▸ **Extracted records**
++++
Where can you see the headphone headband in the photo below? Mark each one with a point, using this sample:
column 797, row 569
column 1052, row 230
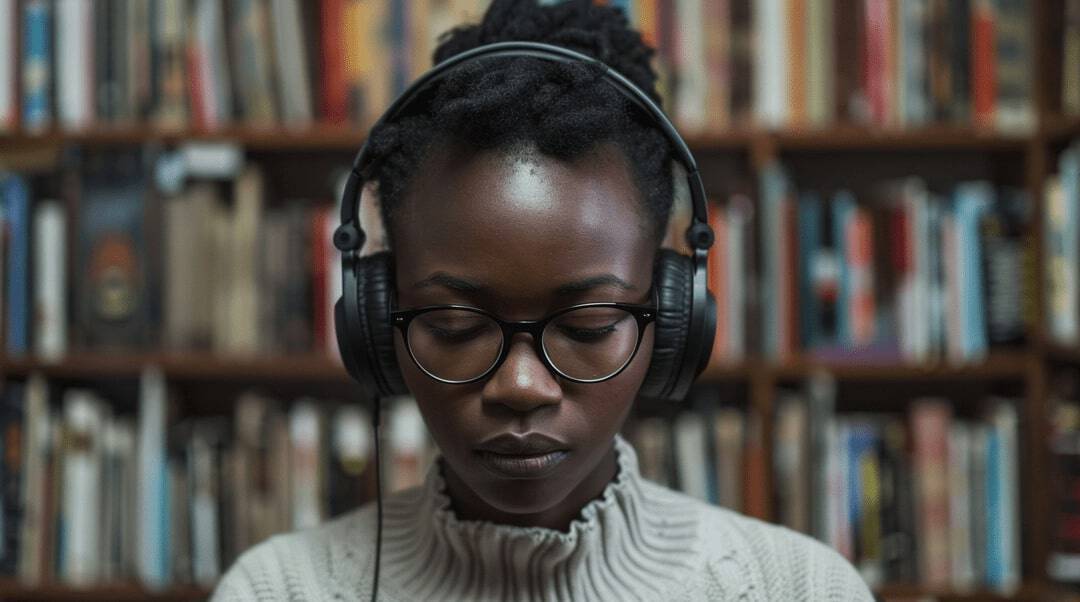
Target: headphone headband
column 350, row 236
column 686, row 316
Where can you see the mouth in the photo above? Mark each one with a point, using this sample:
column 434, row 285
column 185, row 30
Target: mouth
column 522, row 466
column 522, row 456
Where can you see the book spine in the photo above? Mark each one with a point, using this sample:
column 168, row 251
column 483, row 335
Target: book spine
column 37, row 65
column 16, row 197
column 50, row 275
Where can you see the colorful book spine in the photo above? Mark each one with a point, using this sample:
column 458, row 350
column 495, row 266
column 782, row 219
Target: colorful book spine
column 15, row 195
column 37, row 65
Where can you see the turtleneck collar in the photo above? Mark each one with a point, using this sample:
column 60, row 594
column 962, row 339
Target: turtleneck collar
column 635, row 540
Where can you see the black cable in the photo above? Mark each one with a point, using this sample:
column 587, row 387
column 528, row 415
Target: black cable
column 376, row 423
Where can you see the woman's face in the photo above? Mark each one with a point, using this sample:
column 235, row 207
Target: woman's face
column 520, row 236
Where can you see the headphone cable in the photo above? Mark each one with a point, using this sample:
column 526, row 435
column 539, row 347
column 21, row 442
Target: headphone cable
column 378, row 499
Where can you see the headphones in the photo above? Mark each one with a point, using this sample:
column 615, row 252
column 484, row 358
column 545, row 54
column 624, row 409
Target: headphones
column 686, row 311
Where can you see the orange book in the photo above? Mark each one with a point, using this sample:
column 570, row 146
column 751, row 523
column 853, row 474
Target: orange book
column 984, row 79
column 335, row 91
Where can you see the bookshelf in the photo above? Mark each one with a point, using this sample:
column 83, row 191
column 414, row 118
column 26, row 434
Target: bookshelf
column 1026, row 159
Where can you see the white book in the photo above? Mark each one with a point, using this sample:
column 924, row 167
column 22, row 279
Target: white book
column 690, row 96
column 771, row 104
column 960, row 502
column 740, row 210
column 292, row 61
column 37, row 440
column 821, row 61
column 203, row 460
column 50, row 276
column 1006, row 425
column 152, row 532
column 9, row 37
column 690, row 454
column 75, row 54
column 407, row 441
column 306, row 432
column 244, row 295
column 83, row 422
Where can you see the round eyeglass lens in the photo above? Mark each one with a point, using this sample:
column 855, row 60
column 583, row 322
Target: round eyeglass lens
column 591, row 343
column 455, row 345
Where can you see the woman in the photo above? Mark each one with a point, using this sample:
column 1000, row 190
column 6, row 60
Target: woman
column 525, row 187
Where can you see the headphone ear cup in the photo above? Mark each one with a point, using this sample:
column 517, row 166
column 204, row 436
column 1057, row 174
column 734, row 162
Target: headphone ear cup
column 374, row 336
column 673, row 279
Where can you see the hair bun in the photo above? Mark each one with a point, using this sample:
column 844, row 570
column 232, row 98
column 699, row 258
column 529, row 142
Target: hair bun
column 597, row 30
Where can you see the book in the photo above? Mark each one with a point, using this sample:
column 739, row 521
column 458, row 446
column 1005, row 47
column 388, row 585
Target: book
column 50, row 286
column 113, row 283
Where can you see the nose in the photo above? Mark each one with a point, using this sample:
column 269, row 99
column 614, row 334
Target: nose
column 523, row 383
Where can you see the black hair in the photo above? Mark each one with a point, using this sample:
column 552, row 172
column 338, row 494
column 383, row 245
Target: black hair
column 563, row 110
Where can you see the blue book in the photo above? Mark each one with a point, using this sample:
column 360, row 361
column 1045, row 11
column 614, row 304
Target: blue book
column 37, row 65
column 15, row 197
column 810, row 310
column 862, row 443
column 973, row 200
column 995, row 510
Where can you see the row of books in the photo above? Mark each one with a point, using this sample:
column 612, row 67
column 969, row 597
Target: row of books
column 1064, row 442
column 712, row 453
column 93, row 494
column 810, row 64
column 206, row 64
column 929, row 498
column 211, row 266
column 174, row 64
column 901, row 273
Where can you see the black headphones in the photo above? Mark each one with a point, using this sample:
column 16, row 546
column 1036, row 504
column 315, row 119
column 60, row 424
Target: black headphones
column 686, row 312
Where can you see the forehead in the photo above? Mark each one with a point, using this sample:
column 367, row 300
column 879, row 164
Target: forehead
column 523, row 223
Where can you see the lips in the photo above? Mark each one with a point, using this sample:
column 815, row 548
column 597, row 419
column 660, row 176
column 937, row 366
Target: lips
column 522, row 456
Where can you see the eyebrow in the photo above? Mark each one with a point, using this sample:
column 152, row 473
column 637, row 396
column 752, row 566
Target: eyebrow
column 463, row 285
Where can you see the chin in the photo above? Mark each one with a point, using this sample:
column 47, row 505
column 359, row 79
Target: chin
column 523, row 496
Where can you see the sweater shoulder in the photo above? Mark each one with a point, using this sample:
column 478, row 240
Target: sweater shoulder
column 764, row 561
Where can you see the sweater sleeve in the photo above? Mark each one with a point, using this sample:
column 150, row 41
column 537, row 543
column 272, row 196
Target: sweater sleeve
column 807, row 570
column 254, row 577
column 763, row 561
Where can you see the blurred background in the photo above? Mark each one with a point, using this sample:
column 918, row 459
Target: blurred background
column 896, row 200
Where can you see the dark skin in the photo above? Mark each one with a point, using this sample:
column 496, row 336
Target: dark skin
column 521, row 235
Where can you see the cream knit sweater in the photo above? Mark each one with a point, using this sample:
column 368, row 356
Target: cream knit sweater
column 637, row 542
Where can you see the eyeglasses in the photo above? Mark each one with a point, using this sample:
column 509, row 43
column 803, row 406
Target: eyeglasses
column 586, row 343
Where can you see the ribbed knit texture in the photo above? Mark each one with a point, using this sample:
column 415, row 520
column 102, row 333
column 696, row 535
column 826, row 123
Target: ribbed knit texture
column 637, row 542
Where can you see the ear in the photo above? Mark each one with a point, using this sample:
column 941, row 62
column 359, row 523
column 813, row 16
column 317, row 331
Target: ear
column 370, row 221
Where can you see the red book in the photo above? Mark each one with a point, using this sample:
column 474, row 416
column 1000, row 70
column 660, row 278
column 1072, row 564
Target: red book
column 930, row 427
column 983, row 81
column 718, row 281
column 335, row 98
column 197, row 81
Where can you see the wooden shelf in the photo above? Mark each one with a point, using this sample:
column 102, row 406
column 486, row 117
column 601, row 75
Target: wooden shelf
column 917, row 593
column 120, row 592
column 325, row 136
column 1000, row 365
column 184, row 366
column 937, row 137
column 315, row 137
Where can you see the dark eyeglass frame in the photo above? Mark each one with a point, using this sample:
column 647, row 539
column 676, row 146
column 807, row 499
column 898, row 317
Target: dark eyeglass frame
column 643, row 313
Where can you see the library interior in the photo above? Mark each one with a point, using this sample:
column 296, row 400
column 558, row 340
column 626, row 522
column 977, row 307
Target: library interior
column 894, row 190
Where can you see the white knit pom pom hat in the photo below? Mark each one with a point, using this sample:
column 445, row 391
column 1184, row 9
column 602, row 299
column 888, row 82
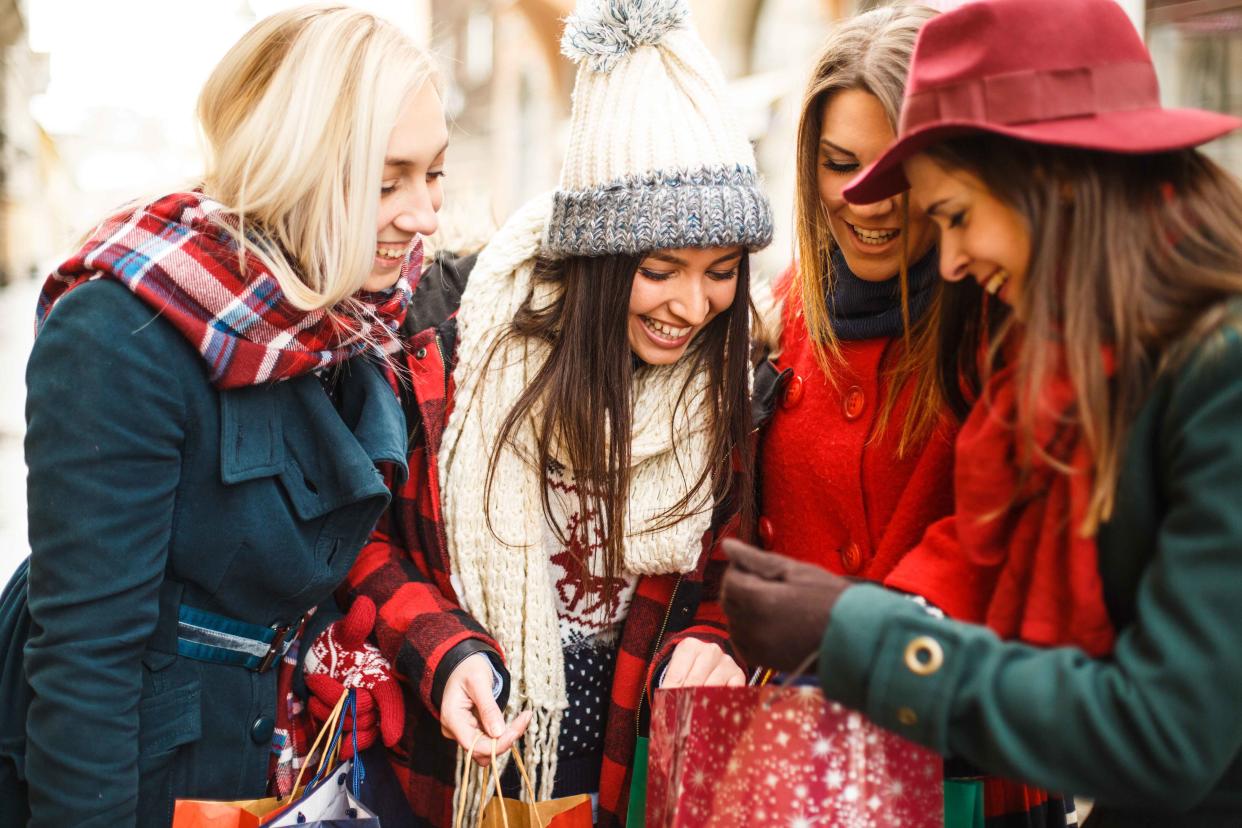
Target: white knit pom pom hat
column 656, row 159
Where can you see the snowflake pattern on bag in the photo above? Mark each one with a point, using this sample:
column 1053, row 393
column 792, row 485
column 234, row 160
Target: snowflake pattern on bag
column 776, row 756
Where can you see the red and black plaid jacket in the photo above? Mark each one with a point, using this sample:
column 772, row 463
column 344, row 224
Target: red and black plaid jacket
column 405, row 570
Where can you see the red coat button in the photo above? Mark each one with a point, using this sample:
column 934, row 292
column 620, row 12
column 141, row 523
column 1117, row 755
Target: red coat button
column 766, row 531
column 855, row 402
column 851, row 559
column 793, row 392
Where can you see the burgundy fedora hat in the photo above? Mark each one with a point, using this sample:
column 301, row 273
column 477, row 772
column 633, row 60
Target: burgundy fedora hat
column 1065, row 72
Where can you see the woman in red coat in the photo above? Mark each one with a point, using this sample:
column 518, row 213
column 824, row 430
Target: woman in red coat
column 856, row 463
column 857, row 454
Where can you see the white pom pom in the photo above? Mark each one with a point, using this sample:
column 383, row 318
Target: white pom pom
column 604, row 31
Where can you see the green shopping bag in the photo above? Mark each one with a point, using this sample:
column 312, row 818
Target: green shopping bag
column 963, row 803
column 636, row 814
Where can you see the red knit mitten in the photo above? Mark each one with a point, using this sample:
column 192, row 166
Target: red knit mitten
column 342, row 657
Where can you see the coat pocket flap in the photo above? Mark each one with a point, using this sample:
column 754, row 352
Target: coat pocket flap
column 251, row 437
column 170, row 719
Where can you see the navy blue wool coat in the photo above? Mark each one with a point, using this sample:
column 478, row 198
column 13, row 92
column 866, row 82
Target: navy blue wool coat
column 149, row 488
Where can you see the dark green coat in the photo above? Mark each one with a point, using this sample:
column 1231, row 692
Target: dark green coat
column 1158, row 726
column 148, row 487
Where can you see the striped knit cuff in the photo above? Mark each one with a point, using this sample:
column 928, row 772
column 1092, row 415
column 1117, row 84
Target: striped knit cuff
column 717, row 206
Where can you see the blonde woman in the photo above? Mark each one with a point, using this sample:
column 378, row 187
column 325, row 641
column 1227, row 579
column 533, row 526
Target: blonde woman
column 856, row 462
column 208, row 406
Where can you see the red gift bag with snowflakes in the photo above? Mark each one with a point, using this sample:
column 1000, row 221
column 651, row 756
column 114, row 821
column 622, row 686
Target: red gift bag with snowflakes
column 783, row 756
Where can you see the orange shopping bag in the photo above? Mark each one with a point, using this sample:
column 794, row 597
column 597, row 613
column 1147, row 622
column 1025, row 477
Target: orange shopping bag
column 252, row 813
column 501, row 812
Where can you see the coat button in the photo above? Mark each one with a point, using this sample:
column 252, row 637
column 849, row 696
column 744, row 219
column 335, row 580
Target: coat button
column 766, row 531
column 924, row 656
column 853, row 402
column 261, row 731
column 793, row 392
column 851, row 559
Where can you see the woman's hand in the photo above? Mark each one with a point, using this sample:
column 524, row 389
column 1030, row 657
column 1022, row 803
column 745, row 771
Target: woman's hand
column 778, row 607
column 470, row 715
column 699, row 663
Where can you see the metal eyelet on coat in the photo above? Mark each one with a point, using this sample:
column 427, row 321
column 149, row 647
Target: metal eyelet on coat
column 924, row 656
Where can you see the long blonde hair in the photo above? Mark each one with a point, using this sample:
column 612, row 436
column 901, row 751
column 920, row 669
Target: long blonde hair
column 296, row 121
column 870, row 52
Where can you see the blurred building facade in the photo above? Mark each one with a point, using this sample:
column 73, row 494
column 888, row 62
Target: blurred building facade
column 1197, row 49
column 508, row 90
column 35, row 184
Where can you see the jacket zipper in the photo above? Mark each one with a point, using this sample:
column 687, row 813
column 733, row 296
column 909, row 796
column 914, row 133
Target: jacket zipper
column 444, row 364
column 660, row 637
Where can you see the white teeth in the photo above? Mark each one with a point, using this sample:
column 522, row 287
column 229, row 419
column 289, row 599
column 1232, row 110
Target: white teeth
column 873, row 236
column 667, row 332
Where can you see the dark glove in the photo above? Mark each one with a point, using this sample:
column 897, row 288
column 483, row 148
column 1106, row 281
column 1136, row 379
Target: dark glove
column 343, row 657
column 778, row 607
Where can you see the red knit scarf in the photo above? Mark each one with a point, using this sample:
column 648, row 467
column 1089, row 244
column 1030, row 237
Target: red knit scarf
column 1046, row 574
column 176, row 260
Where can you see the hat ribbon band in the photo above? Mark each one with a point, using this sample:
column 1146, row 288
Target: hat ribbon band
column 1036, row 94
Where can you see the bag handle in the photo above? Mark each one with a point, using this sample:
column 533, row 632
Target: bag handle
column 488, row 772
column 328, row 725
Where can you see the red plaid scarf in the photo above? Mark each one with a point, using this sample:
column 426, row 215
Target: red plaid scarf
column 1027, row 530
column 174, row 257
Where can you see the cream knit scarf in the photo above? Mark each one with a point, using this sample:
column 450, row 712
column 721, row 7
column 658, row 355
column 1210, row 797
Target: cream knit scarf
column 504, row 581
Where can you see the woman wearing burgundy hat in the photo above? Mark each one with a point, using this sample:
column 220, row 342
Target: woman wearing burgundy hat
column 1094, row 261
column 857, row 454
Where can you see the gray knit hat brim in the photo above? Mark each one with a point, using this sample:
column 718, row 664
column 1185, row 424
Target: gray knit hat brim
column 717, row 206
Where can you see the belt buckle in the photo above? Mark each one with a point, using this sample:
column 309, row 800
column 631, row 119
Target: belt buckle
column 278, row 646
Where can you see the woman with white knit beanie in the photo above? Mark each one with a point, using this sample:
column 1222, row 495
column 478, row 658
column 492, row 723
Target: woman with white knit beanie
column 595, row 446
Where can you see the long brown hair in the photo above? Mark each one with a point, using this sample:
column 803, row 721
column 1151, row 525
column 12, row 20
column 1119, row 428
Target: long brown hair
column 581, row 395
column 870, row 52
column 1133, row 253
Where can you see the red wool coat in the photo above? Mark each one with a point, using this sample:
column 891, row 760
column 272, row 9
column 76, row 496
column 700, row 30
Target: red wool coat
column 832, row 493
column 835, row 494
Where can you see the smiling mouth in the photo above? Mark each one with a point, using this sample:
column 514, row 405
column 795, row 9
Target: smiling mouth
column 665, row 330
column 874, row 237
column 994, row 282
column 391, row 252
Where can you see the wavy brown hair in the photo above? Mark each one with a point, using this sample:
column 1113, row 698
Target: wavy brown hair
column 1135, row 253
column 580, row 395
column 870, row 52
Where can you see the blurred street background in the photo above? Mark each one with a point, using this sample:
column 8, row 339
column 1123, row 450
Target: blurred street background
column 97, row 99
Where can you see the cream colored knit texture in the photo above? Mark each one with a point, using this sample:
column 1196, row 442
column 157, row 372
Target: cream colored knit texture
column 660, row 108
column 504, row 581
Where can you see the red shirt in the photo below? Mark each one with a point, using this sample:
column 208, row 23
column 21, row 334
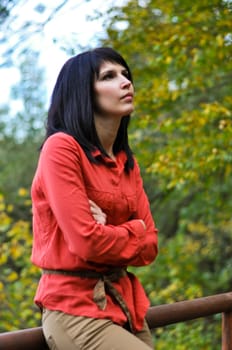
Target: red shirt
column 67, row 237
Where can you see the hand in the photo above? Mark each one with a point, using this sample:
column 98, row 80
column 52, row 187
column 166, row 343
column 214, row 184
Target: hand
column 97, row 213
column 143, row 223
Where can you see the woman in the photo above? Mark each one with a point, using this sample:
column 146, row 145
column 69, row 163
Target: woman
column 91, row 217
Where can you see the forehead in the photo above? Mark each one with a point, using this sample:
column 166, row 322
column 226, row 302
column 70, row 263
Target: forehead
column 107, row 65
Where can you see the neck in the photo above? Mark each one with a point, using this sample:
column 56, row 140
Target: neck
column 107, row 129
++++
▸ **Your assignment**
Starting with the line above that holds "column 879, row 164" and stopping with the line that holds "column 152, row 473", reproduce each line exactly, omitting all other lines.

▸ **Task solution**
column 879, row 164
Target: forehead
column 523, row 223
Where can you see the lips in the photo above? Mark each one with a point, using this sample:
column 815, row 548
column 597, row 419
column 660, row 176
column 937, row 366
Target: lips
column 522, row 456
Where can you see the eyebrow in the photo above? Mark each one with a point, using this sample:
column 152, row 473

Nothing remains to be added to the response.